## Task item
Everything from the line containing "[[53, 116], [71, 57], [18, 121], [0, 8]]" through the final line of the records must be transcribed verbatim; nothing else belongs in the result.

Start of Block

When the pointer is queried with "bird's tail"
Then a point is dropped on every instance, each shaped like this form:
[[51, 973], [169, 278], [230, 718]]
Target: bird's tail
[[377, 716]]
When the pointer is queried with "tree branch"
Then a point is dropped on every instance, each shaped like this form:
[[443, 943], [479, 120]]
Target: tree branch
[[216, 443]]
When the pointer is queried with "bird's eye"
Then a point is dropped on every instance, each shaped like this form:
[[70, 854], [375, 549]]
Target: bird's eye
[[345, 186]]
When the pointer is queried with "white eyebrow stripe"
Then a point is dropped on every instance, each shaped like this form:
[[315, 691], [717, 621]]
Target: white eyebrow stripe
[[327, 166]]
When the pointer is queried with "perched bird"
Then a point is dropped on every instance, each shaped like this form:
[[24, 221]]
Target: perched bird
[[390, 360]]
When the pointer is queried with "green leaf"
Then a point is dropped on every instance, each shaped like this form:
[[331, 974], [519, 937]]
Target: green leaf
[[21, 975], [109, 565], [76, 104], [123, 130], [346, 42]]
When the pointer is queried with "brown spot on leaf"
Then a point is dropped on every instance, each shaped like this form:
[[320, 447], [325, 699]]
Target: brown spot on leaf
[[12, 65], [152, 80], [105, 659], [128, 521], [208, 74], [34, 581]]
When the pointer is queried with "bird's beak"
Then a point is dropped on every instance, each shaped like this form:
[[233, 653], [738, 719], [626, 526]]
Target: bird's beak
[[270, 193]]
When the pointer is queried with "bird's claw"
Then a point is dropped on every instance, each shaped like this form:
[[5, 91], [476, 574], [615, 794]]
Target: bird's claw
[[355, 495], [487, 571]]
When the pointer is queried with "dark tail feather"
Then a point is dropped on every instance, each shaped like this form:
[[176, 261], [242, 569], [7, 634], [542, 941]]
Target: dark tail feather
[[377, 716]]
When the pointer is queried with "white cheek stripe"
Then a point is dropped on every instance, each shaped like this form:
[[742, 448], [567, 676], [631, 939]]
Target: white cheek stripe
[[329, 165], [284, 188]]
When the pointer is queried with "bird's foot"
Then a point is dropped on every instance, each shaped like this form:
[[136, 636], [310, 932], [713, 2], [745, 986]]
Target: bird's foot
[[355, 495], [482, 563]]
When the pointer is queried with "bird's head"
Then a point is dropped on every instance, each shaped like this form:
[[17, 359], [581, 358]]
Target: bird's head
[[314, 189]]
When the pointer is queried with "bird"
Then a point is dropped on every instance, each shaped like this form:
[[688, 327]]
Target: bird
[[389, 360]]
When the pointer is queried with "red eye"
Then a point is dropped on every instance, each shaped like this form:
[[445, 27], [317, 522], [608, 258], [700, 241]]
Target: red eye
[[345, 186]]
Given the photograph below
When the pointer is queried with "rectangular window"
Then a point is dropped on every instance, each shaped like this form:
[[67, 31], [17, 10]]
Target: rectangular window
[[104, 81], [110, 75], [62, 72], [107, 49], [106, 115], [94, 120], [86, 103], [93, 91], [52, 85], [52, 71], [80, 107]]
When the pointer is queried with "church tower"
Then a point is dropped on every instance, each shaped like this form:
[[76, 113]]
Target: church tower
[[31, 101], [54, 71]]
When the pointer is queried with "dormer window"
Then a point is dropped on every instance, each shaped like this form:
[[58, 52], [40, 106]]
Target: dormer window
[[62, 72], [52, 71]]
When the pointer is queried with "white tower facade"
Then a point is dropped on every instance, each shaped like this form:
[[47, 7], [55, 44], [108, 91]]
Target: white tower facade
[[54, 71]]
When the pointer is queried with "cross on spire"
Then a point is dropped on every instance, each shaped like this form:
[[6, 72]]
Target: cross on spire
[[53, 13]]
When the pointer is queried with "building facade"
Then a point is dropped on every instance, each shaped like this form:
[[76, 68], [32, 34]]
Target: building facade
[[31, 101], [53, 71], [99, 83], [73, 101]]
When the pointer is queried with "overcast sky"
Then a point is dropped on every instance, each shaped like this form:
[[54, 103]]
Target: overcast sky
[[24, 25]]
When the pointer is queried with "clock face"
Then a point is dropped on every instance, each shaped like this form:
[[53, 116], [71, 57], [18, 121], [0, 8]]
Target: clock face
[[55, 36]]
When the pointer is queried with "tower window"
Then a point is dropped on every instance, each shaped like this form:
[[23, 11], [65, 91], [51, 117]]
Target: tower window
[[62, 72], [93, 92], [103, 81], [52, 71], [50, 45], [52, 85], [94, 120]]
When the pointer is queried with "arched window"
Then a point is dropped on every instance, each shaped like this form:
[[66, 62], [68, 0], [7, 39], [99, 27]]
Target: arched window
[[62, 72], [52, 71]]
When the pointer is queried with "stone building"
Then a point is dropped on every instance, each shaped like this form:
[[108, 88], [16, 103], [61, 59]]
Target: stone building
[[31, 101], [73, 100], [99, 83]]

End of Block

## Result
[[53, 116], [71, 57], [18, 121], [0, 8]]
Target: clock face
[[55, 36]]
When the pointer is queried with "tower window"
Then a point is dropped on every instance, each shaped like this form:
[[23, 11], [65, 91], [51, 117]]
Target: tower window
[[62, 72], [93, 92], [103, 81], [52, 71], [50, 45], [52, 85], [94, 120]]
When the pointer is queried with "arched window"
Then a point is dropped on every instance, each shaped like this form:
[[66, 62], [68, 0], [7, 39], [99, 27]]
Target: arched window
[[62, 72], [52, 71]]
When the pointer is queried with "stone building"
Then a point is dropped on every instance, each shaped like this form:
[[108, 88], [16, 103], [61, 59]]
Target: stone building
[[31, 101], [73, 100], [99, 83]]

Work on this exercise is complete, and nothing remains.